**ABOUT THIS TASK**
Except for the pictures, write out all the records that follow exactly.

**RECORDS FOR THE EXERCISE**

Start of Block

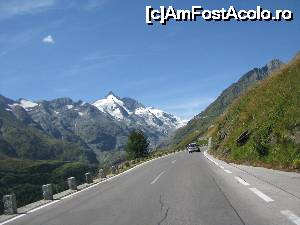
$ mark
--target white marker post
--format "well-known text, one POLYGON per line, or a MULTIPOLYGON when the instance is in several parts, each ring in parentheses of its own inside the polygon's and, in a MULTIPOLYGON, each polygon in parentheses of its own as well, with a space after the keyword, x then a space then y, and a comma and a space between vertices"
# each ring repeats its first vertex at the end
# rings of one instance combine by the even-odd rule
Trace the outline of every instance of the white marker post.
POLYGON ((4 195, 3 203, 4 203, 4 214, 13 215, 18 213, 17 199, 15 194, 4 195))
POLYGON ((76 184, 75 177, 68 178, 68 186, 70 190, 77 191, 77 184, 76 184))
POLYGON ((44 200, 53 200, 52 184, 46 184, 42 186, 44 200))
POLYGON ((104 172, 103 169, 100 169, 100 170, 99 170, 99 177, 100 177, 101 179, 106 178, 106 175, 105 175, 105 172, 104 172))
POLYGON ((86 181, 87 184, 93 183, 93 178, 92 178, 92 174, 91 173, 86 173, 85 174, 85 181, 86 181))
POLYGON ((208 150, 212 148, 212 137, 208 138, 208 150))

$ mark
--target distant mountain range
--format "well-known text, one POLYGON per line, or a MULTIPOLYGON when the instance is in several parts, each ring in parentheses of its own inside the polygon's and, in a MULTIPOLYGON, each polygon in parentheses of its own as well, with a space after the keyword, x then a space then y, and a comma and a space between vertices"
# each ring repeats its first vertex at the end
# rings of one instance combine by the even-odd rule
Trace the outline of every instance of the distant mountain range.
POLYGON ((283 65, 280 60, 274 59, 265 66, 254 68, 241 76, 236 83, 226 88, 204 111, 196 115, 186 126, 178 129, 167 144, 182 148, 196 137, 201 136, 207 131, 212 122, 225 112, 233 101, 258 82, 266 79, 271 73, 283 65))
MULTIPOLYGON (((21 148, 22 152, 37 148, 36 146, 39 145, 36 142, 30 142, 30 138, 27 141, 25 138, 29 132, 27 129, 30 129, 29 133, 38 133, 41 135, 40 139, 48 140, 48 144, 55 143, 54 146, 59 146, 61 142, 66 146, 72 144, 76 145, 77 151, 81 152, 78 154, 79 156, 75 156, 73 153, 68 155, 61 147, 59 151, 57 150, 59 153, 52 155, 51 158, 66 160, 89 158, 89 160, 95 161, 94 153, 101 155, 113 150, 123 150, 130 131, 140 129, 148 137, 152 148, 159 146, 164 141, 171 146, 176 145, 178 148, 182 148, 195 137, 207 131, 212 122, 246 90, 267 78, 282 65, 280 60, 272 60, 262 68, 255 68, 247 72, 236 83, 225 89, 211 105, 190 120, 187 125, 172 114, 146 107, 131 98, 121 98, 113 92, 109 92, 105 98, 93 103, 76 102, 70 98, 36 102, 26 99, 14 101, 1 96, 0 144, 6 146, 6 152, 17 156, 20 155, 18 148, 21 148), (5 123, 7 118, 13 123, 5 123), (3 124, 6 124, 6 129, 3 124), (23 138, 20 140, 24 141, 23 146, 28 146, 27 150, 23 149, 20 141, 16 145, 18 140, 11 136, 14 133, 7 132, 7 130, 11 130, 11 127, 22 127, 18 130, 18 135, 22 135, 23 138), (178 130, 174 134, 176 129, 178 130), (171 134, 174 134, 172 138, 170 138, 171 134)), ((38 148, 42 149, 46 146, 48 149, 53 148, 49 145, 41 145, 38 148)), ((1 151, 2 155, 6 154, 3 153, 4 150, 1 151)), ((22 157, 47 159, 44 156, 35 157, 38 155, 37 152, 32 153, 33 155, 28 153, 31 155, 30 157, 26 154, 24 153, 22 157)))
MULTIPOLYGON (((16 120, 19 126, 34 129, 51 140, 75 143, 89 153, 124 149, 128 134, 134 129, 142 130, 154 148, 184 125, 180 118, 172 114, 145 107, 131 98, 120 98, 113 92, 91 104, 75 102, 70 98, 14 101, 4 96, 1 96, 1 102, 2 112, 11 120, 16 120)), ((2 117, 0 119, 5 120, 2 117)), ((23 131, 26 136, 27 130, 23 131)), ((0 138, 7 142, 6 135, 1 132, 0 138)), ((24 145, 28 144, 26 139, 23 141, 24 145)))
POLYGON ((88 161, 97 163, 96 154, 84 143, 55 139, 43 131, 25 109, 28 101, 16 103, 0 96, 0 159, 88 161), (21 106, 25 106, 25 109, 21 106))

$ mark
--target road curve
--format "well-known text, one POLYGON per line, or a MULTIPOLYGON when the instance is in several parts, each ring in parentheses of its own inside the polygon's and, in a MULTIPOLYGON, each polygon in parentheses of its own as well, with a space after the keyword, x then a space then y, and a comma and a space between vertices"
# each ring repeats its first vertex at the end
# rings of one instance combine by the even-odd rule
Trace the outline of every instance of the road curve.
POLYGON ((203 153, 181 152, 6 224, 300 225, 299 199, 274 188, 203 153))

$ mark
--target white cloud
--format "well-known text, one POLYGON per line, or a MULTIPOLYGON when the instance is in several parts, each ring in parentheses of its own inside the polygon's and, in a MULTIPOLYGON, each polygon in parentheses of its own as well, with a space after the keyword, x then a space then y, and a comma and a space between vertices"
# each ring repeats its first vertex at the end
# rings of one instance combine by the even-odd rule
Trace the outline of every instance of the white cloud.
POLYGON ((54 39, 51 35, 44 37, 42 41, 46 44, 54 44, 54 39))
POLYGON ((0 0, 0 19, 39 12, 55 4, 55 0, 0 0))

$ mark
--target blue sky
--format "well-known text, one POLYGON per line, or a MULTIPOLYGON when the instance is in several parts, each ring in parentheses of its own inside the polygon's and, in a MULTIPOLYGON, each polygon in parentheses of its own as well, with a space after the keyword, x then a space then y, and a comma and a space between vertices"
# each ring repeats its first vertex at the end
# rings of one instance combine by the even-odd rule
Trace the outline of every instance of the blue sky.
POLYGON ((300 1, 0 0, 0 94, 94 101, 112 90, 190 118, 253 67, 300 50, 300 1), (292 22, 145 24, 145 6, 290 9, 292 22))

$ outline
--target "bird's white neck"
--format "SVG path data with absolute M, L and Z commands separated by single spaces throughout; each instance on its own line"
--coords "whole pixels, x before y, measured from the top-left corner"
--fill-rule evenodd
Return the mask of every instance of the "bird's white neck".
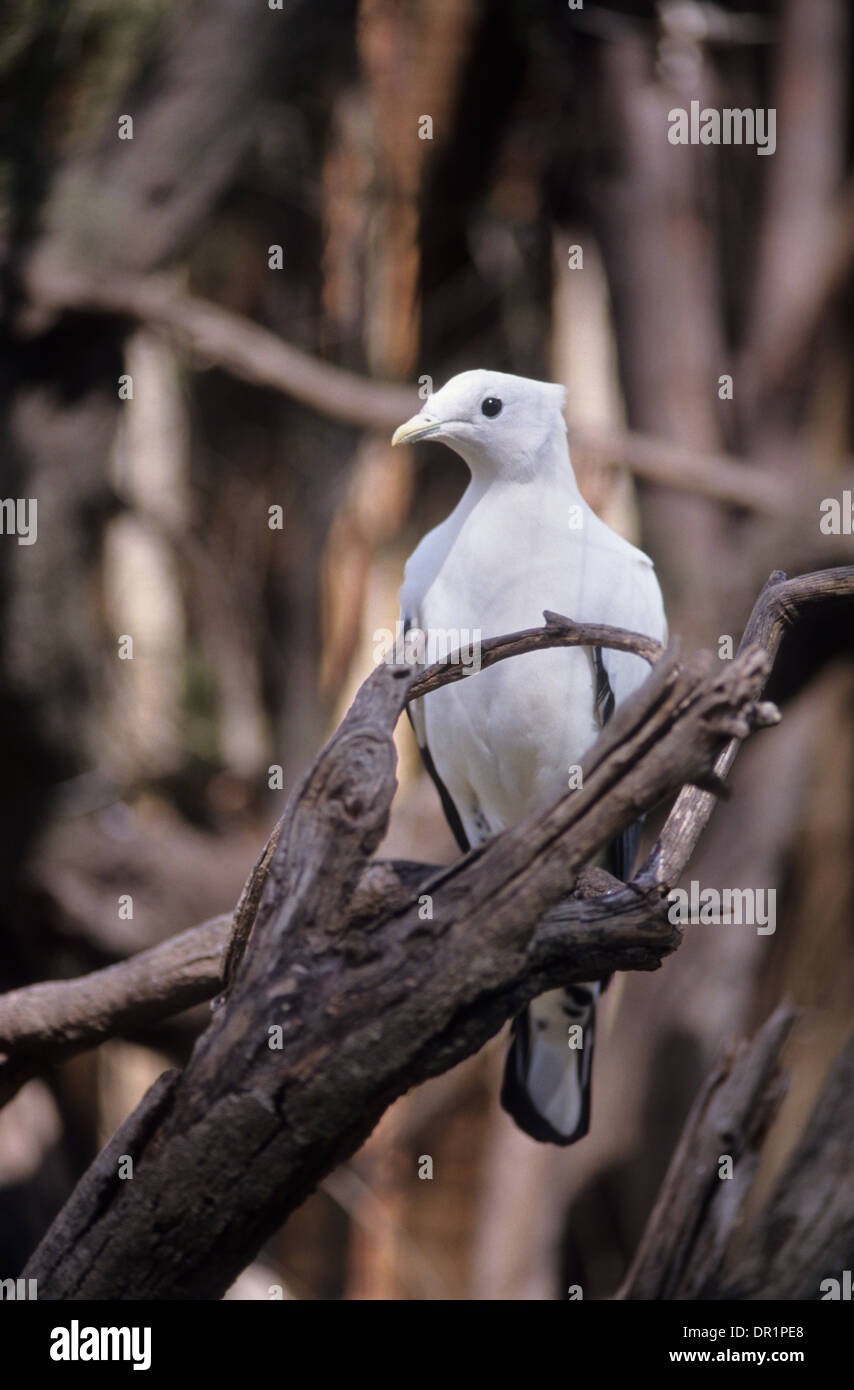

End of Block

**WRITTEN RESPONSE**
$ mark
--target white marker post
--format "well-known text, one POLYGON per line, or a MULTIPOLYGON when the instance is in several parts, each ring in parentheses of its own inside the polygon's and, in a MULTIPOLYGON, each polygon in parentheses of its own as well, with a space after the keyword, x then a space then y, and a comma and a space between vertices"
# each ring repeats its first vertex at the end
# rings of one instance combine by the even-odd rule
Trace the outline of every instance of the white marker post.
POLYGON ((4 195, 3 203, 4 203, 4 214, 13 215, 18 213, 17 199, 15 194, 4 195))
POLYGON ((76 184, 75 177, 68 178, 68 186, 70 190, 77 191, 77 184, 76 184))
POLYGON ((44 200, 53 200, 52 184, 46 184, 42 186, 44 200))
POLYGON ((104 172, 103 169, 100 169, 100 170, 99 170, 99 177, 100 177, 101 179, 106 178, 106 175, 105 175, 105 172, 104 172))
POLYGON ((86 181, 87 184, 93 183, 93 178, 92 178, 92 174, 91 173, 86 173, 85 174, 85 181, 86 181))
POLYGON ((208 150, 212 148, 212 137, 208 138, 208 150))

$ mark
--target distant mountain range
--format "well-known text, one POLYGON per line, or a MULTIPOLYGON when the instance is in several parts, each ring in parentheses of its own inside the polygon's and, in a MULTIPOLYGON, each polygon in parentheses of its own as well, with a space after the keyword, x then a space then y, and a comma and a space between vertices"
# each ring repeats its first vertex at the end
# rings of one instance combine by the even-odd rule
Trace the outline of every instance of the distant mountain range.
POLYGON ((283 65, 280 60, 274 59, 265 66, 254 68, 241 76, 236 83, 226 88, 204 111, 196 115, 186 126, 178 129, 167 144, 182 148, 196 137, 201 136, 207 131, 212 122, 225 112, 233 101, 258 82, 266 79, 271 73, 283 65))
MULTIPOLYGON (((21 148, 22 152, 37 148, 36 146, 39 145, 36 142, 30 142, 30 138, 27 141, 25 138, 29 132, 27 129, 30 129, 29 133, 38 133, 41 135, 40 139, 48 140, 48 144, 55 143, 54 146, 59 146, 61 142, 66 146, 72 144, 76 145, 77 151, 81 152, 78 154, 79 156, 75 156, 73 153, 68 155, 61 147, 59 151, 57 150, 59 153, 52 155, 51 158, 66 160, 89 158, 89 160, 95 161, 94 153, 101 155, 113 150, 123 150, 130 131, 140 129, 148 137, 152 148, 159 146, 164 141, 171 146, 176 145, 178 148, 182 148, 195 137, 207 131, 212 122, 246 90, 267 78, 282 65, 280 60, 272 60, 262 68, 255 68, 247 72, 236 83, 225 89, 211 105, 190 120, 187 125, 172 114, 146 107, 131 98, 121 98, 113 92, 109 92, 105 98, 93 103, 76 102, 70 98, 36 102, 26 99, 14 101, 1 96, 0 144, 6 146, 6 152, 17 156, 20 155, 18 148, 21 148), (5 123, 7 118, 13 123, 5 123), (3 124, 6 124, 6 129, 3 124), (23 138, 20 140, 24 141, 23 146, 28 146, 27 150, 23 149, 20 141, 16 145, 18 140, 11 136, 14 133, 7 132, 7 130, 11 130, 11 127, 22 127, 18 130, 18 135, 22 135, 23 138), (178 130, 174 134, 176 129, 178 130), (171 134, 174 134, 172 138, 170 138, 171 134)), ((38 148, 42 149, 46 146, 48 149, 53 148, 49 145, 41 145, 38 148)), ((1 151, 2 155, 6 154, 3 153, 4 150, 1 151)), ((22 157, 47 159, 44 156, 35 157, 38 155, 37 152, 32 153, 33 155, 28 153, 31 155, 30 157, 26 154, 24 153, 22 157)))
MULTIPOLYGON (((16 120, 19 126, 34 129, 51 140, 75 143, 89 153, 124 149, 128 134, 134 129, 142 130, 154 148, 184 125, 180 118, 172 114, 145 107, 131 98, 120 98, 113 92, 91 104, 75 102, 70 98, 14 101, 4 96, 1 96, 1 102, 2 112, 11 120, 16 120)), ((2 117, 0 119, 5 120, 2 117)), ((23 131, 26 136, 27 130, 23 131)), ((0 138, 7 142, 6 135, 1 132, 0 138)), ((24 145, 28 144, 26 139, 23 141, 24 145)))
POLYGON ((88 161, 97 163, 96 154, 84 143, 55 139, 43 131, 25 109, 28 101, 16 103, 0 96, 0 159, 88 161), (21 106, 25 106, 25 109, 21 106))

$ mark
--target road curve
--format "well-known text, one POLYGON per line, or a MULTIPOLYGON when the instance is in several parts, each ring in parentheses of its own inside the polygon's and, in a MULTIPOLYGON, each polygon in parentheses of its own as well, with a space after the keyword, x then a space then y, and a comma and a space between vertices"
# each ring repeats its first vertex at the end
# rings of one instance combine by the even-odd rule
Trace the outline of every instance of the road curve.
POLYGON ((203 153, 181 152, 6 224, 300 225, 299 199, 274 188, 203 153))

$ mark
--target white cloud
--format "well-known text, one POLYGON per line, or a MULTIPOLYGON when the instance is in several parts, each ring in parentheses of its own inside the polygon's and, in a MULTIPOLYGON, each polygon in parentheses of its own as well, with a space after the keyword, x then a space then y, and a comma and a space between vertices"
# each ring repeats its first vertex at the end
# rings of one instance combine by the even-odd rule
Trace the outline of every instance of the white cloud.
POLYGON ((54 39, 51 35, 44 37, 42 41, 46 44, 54 44, 54 39))
POLYGON ((0 0, 0 19, 39 12, 55 4, 55 0, 0 0))

$ mark
--target blue sky
--format "well-known text, one POLYGON per line, or a MULTIPOLYGON when the instance is in several parts, each ring in parentheses of its own inside the polygon's and, in a MULTIPOLYGON, each polygon in parentheses of its own as well, with a space after the keyword, x then a space then y, and a comma and a space between vertices"
# each ring repeats its first vertex at the end
# rings of one instance combine by the even-odd rule
Trace the outline of every instance of the blue sky.
POLYGON ((300 1, 0 0, 0 94, 94 101, 112 90, 190 118, 253 67, 300 50, 300 1), (292 22, 145 24, 145 6, 290 9, 292 22))

$ outline
--target "bird's white neck"
--format "SVG path data with absolute M, L and Z commands separated by single spaces throughout; each instance on its own line"
--coords "whole pixels, x before y, measured from the top-left corner"
--fill-rule evenodd
Return the mask of every instance of the "bird's white neck".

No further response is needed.